» Work required
Gather every line of the entries below that contains the word "blue", matching its case exactly, and copy each one out.

» Supplied material

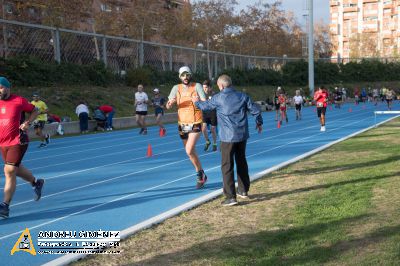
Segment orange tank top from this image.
[176,83,203,124]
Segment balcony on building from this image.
[329,0,340,6]
[343,4,358,13]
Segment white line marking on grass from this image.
[42,112,398,266]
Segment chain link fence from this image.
[0,19,399,78]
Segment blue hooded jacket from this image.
[196,87,263,142]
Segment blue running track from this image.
[0,102,400,265]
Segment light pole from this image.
[308,0,314,96]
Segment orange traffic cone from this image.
[146,143,153,157]
[160,128,166,137]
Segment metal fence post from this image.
[101,35,107,66]
[214,53,218,78]
[139,41,144,67]
[169,46,174,71]
[54,28,61,63]
[193,49,197,73]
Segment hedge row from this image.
[0,57,400,86]
[0,57,116,86]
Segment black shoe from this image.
[45,134,50,144]
[221,198,238,206]
[204,140,211,151]
[236,189,249,199]
[33,179,44,201]
[196,171,207,189]
[0,202,10,218]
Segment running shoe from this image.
[204,140,211,151]
[213,144,217,151]
[236,189,249,199]
[221,198,238,206]
[0,202,10,218]
[196,171,207,189]
[38,143,47,148]
[33,179,44,201]
[45,134,50,144]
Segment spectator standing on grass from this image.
[75,101,89,134]
[314,86,329,132]
[193,75,263,206]
[385,88,396,111]
[99,104,115,131]
[0,77,44,218]
[135,84,149,135]
[31,93,50,148]
[272,87,281,121]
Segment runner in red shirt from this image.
[314,86,329,131]
[0,77,44,218]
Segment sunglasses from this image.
[181,73,192,78]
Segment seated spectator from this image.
[75,101,89,134]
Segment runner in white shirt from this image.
[293,90,303,120]
[135,84,149,135]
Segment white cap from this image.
[179,66,192,77]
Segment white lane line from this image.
[0,112,382,245]
[23,104,368,163]
[7,108,370,197]
[43,111,396,266]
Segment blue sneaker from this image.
[0,202,10,218]
[45,134,50,144]
[196,171,207,189]
[33,179,44,201]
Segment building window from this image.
[28,7,36,15]
[100,4,111,12]
[4,4,12,14]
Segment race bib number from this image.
[181,125,193,133]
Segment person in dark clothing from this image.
[192,75,263,206]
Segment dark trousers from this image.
[79,113,88,132]
[220,140,250,198]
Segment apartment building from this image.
[0,0,190,31]
[330,0,400,58]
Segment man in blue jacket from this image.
[193,75,263,206]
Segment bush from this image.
[0,56,116,86]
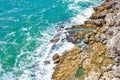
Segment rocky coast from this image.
[51,0,120,80]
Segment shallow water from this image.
[0,0,102,80]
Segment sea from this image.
[0,0,103,80]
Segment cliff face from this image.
[52,0,120,80]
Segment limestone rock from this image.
[52,53,59,60]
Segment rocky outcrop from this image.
[52,0,120,80]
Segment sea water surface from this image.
[0,0,103,80]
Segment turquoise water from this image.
[0,0,102,80]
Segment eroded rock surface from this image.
[52,0,120,80]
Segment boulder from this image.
[44,60,50,65]
[101,34,107,42]
[52,53,59,60]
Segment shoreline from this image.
[51,0,120,80]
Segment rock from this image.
[52,53,59,60]
[102,40,107,45]
[105,13,116,27]
[92,30,97,34]
[44,60,50,65]
[54,59,60,64]
[107,30,113,35]
[113,65,120,78]
[101,26,109,33]
[114,56,120,63]
[101,34,107,42]
[95,33,100,41]
[93,19,103,26]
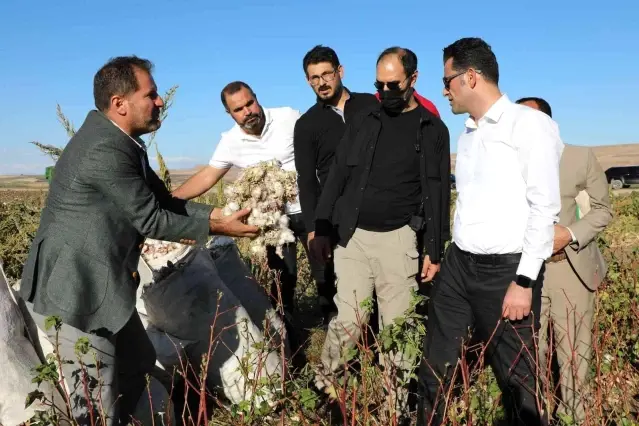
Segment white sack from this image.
[142,243,288,404]
[0,264,60,426]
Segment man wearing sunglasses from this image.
[417,38,563,426]
[311,47,450,415]
[294,45,377,325]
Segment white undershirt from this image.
[209,107,302,214]
[453,95,564,279]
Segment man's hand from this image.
[209,207,224,220]
[308,233,331,264]
[209,209,260,238]
[501,281,532,321]
[552,224,572,254]
[422,255,441,282]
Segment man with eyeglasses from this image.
[310,47,450,416]
[294,45,378,325]
[417,38,563,426]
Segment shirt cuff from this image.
[517,253,544,281]
[315,219,333,237]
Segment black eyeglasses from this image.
[442,68,481,90]
[442,70,468,90]
[373,77,410,92]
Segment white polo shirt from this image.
[209,107,302,214]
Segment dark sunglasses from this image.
[373,77,410,92]
[442,70,468,90]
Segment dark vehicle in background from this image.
[605,166,639,189]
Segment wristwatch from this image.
[515,275,534,288]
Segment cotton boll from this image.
[223,159,297,259]
[251,186,262,200]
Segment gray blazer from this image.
[20,111,212,337]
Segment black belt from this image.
[457,247,521,265]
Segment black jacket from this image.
[294,89,379,232]
[20,111,213,337]
[315,105,450,263]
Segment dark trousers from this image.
[267,213,337,311]
[417,243,547,426]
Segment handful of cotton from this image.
[222,160,297,258]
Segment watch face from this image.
[516,275,532,288]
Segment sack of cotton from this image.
[223,160,297,258]
[141,238,282,404]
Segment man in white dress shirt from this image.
[173,81,307,322]
[418,38,563,426]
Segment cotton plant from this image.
[222,160,297,258]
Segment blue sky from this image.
[0,0,639,174]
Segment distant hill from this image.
[0,143,639,189]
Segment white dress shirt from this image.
[209,107,302,214]
[453,94,564,280]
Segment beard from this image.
[240,108,264,133]
[131,108,162,137]
[315,83,344,104]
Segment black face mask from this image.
[379,87,413,115]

» Response to the task
Segment blue hooded jacket from this image.
Segment blue running track from this image.
Segment blue sneaker from this image.
Segment man in blue jacket from this image.
Segment blue sky from this image.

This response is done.